→ **Work instructions**
Reproduce word for word the part of the lines below that opens with the line containing "For each instance of the tree" and closes with the line containing "pixel 237 186", including both of those lines.

(Named-object pointing lines)
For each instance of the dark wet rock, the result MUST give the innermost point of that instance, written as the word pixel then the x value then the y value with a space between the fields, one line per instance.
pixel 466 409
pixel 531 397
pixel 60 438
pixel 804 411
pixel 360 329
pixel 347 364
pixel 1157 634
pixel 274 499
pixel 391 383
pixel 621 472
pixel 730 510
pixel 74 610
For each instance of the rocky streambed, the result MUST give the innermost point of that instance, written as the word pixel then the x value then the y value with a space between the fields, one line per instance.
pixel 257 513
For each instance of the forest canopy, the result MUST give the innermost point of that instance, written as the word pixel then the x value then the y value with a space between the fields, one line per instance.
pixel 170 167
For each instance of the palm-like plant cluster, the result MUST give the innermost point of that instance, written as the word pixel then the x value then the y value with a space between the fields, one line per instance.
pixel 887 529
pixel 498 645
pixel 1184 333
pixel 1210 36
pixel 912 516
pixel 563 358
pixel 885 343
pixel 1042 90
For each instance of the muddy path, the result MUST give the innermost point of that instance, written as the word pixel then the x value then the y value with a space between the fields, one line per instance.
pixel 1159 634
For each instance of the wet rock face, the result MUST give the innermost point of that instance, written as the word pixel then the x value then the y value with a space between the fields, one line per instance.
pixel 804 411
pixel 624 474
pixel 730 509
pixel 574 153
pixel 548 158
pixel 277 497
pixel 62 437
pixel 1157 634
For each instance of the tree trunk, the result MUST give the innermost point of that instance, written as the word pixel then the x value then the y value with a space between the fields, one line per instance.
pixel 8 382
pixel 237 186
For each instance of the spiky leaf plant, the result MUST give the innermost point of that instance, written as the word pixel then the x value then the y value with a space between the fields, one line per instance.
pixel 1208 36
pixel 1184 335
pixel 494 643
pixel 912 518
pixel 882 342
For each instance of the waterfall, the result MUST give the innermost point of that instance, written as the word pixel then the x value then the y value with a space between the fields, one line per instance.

→ **Response to the exercise**
For each instance of the tree trunk, the result MUST give the innermost point of that instance, written as the word pixel then the x value then the y value with a space between the fields, one line per instance.
pixel 8 382
pixel 237 186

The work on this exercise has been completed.